● Text block:
:::::
However, despite its high yield, CT-FNAC is not without limitations. The procedure is technically operator-dependent and entails a complication profile that includes pneumothorax (24% in our study), hemorrhage, and potential pleural seeding—particularly in lesions with visceral pleural contact¹⁰. Therefore, its indication must be weighed against radiological topography, pleural proximity, and the patient's cardiopulmonary reserve.

The study also highlights the limited diagnostic capacity of sputum cytology, which achieved a yield of only 34.3%. Although historically foundational, as seen in the seminal works of Papanicolaou¹¹ and Walshe¹², sputum cytology suffers from inherent drawbacks—low cellularity, variable exfoliation, and the high rate of degenerative changes. In modern diagnostic schema, its role is relegated to surveillance or adjunctive confirmation in patients unfit for invasive procedures.

A key finding of this investigation is the cyto-histological concordance, particularly in bronchial brushing vs. biopsy. Our concordance analysis revealed that only 31.3% of positive cases showed precise histological subtype agreement—this was highest in adenocarcinoma (50%) and lowest in squamous carcinoma (15.4%). These findings echo those of Suprun et al., who documented a cytologic typing accuracy of 81% in well-differentiated epidermoid carcinomas but a precipitous drop in poorly differentiated subtypes⁵.

Another noteworthy point is the efficiency of modality pairing. When brushing and biopsy were employed conjointly, the overall diagnostic efficiency approached 96%, underscoring the imperative of a combined approach, particularly in ambiguous radiological lesions. Pilotti et al. noted that in centrally visible tumors, the inclusion of brushing alongside biopsy raised the sensitivity from 67% to 79%⁴.

An integrative cytodiagnostic algorithm—comprising brushing, BAL, biopsy, and image-guided FNAC—is imperative for optimal diagnosis of pulmonary lesions. Each technique compensates for the lacunae of the other. Cytological subtyping aligns robustly with histopathology in most cases except for poorly differentiated malignancies. Ultimately, a multidimensional, case-sensitive deployment of all four modalities is not just advisable but essential.

1. Kvale PA, Bode FR, Kini S. Diagnostic accuracy in lung cancer: comparison of techniques used in conjunction with flexible fiberoptic bronchoscopy. Chest. 1976;69(6):752–7.
:::::
● Dataset content:
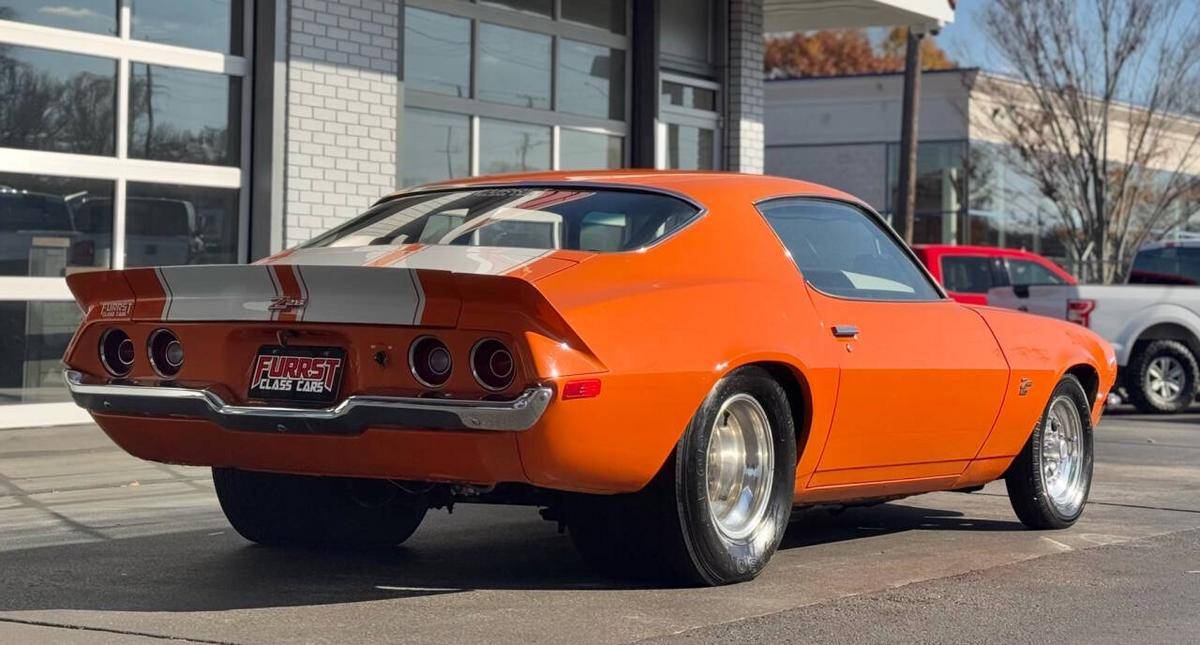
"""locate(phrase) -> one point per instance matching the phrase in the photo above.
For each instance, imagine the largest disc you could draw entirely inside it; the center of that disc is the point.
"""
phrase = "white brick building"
(151, 133)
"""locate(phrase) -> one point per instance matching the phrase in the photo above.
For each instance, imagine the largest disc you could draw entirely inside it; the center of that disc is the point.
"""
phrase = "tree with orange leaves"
(845, 52)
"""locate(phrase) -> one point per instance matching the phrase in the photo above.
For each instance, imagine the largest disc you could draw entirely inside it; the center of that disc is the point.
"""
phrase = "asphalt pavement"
(97, 547)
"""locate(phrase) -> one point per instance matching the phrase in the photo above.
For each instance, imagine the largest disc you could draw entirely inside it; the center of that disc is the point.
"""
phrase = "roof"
(706, 187)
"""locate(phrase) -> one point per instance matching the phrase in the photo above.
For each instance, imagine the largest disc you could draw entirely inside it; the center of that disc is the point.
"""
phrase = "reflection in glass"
(533, 6)
(45, 230)
(507, 146)
(437, 146)
(437, 53)
(184, 116)
(180, 224)
(604, 13)
(690, 148)
(33, 338)
(591, 79)
(209, 24)
(90, 16)
(688, 96)
(588, 150)
(514, 66)
(58, 102)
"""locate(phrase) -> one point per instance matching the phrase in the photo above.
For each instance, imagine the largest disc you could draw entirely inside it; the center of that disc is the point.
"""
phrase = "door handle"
(845, 331)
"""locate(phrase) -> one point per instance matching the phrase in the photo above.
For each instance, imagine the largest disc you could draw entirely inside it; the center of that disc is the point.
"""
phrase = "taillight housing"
(1080, 312)
(492, 365)
(117, 353)
(166, 353)
(430, 361)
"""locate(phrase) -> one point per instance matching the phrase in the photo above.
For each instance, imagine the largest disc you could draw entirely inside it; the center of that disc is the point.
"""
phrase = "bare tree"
(1102, 116)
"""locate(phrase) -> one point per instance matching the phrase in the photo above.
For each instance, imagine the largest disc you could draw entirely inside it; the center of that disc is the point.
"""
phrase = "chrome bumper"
(351, 416)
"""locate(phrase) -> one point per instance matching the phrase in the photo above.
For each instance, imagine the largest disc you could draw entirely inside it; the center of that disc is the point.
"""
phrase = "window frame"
(557, 28)
(874, 217)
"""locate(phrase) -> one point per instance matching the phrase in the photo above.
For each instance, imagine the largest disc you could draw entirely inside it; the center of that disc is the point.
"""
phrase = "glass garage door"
(124, 133)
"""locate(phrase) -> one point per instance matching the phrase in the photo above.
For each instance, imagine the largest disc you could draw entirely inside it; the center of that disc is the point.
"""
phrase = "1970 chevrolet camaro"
(666, 362)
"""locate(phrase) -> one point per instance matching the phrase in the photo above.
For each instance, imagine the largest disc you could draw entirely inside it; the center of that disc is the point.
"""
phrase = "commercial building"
(840, 131)
(150, 132)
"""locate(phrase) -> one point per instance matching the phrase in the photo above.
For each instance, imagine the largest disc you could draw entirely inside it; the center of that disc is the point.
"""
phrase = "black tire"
(665, 531)
(1027, 487)
(1138, 381)
(293, 510)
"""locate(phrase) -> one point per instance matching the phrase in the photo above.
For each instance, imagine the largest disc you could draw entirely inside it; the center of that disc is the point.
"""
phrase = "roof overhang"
(809, 14)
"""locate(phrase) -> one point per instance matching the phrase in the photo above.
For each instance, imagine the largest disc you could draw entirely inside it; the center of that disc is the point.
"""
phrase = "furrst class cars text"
(666, 362)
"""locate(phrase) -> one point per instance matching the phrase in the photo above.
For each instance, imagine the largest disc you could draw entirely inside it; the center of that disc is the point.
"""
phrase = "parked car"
(967, 272)
(1153, 321)
(720, 349)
:::::
Write the next part of the article on cytological and biopsy diagnosis of lung lesions, picking up right after its last line.

2. Bibbo M. Bronchial brush cytology: An analysis of 693 cases. Acta Cytol. 1972;16(2):146–53.
3. Pilotti S, Rilke F, Gribaudi G, Spinelli P. Cytologic diagnosis of pulmonary carcinoma on bronchoscopic brushing material. Acta Cytol. 1982;26(5):655–60.
4. Pilotti S, Rilke F. Cytologic diagnosis of pulmonary cancer by bronchoscopic brushing: correlation with histologic findings. Cancer. 1982;50(2):145–51.
5. Suprun H, Pedio G, Ruttner JR. The diagnostic reliability of cytologic typing in primary lung cancer with a review of the literature. Acta Cytol. 1980;24(6):494–500.
6. Define LA, et al. Cytologic evaluation of bronchoalveolar lavage in immunosuppressed patients. Chest. 1985;88(5):703–8.
7. Fraire AE, Underwood RD, McLarty JW, Greenberg SD. Conventional respiratory cytology vs. fine needle aspiration cytology in the diagnosis of lung carcinoma. Acta Cytol. 1991;35(4):385–8.
8. House AJS, Thomson KR. Evaluation of a new transthoracic needle for biopsy of benign and malignant lung lesions. Am J Radiol. 1977;140:215–20.
9. Naryshkin VL, Polezhaev AA. Diagnostic correlation of bronchoscopic biopsy and bronchial cytology. Diagn Cytopathol. 1992;8(1):1–8.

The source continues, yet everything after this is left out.